→ **Goal**:
Can you reproduce the listing below word for word, keeping every line in its original order?

→ **Material for this exercise**:
== == ==
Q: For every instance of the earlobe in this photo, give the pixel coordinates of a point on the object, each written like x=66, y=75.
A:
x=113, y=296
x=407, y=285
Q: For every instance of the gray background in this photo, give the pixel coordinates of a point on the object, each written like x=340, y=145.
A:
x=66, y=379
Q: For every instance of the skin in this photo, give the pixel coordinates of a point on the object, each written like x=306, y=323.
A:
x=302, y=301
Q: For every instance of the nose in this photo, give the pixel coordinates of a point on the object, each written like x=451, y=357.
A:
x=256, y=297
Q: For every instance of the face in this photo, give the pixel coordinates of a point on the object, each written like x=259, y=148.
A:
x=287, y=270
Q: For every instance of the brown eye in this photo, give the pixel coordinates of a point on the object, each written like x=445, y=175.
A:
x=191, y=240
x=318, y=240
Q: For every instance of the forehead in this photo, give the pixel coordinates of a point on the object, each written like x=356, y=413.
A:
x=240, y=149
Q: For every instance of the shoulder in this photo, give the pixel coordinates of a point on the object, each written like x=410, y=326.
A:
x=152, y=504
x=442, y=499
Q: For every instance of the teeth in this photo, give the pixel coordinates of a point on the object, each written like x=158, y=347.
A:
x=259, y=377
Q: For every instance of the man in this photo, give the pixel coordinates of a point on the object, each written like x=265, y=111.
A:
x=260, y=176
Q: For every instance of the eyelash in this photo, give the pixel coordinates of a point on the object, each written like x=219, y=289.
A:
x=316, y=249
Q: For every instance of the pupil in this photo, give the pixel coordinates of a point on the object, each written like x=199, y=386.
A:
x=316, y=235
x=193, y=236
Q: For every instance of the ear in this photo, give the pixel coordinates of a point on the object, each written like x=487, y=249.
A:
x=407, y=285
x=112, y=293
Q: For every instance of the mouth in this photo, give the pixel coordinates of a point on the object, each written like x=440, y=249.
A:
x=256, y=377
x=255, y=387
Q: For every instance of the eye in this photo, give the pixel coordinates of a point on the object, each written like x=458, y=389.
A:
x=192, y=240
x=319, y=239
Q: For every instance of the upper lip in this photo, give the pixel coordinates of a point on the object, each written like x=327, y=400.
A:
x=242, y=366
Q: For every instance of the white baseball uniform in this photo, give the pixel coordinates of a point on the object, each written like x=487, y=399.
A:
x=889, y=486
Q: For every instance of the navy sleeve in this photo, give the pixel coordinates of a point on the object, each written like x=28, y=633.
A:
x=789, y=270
== == ==
→ **Solution**:
Q: For every instance of the earlobe in this photo, give the pixel coordinates of a point on the object, each written like x=66, y=75.
A:
x=113, y=296
x=407, y=285
Q: For every instance of the gray background in this photo, give the pixel coordinates of a point on the object, each written like x=340, y=145.
A:
x=66, y=379
Q: For every instance of the skin in this photo, give the pixel coordinates of a point on the object, each written like x=306, y=323.
A:
x=302, y=301
Q: For every instance of the nose in this photo, give the pixel coordinates of a point on the object, each written like x=451, y=357.
A:
x=256, y=297
Q: For every instance of the face in this photo, give the pixel coordinates of a point on the object, each written like x=259, y=148.
A:
x=287, y=270
Q: For every instance of the brown eye in this photo, give the pixel coordinates of a point on the object, each written like x=445, y=175.
A:
x=191, y=240
x=318, y=240
Q: For every instance of the forehead in this photo, give the pixel coordinates of a point on the object, each written like x=356, y=413.
A:
x=240, y=149
Q: For every instance of the shoulder in this photo, give the pixel coordinates of a point on the object, each written like x=410, y=326.
A:
x=152, y=504
x=442, y=499
Q: For every instance of the teeth in this photo, give the pixel coordinates of a point on the object, each written like x=158, y=347.
A:
x=259, y=377
Q: For every instance of the man in this photo, give the pixel coordinates of a point on the object, each written like x=265, y=111.
A:
x=260, y=176
Q: For every instance of the eyelash in this photo, give the pixel coordinates of a point on the object, each written like x=219, y=289.
A:
x=316, y=249
Q: For every instance of the pupil in this photo, give the pixel coordinates of a point on the object, each written like x=199, y=386.
A:
x=316, y=235
x=193, y=236
Q: For every instance of the ear in this photo, give the pixel coordinates of a point on the object, each written like x=487, y=249.
A:
x=407, y=285
x=112, y=293
Q: For every instance of the mouth in this photo, give the pixel coordinates of a point on the object, each written like x=440, y=249.
A:
x=256, y=377
x=255, y=387
Q: For every instance of the eye in this photo, give the pixel coordinates of a point on the object, each written like x=458, y=389.
A:
x=192, y=240
x=319, y=239
Q: For every instance of the upper lip in this photo, give the pixel coordinates of a point on the object, each written like x=327, y=400.
A:
x=242, y=366
Q: For every instance of the white baseball uniform in this photo, give the pixel coordinates of a point on the object, each written like x=487, y=399.
A:
x=889, y=486
Q: For every instance of the navy sleeve in this photo, give the pixel coordinates of a point on the object, each written like x=28, y=633.
A:
x=789, y=270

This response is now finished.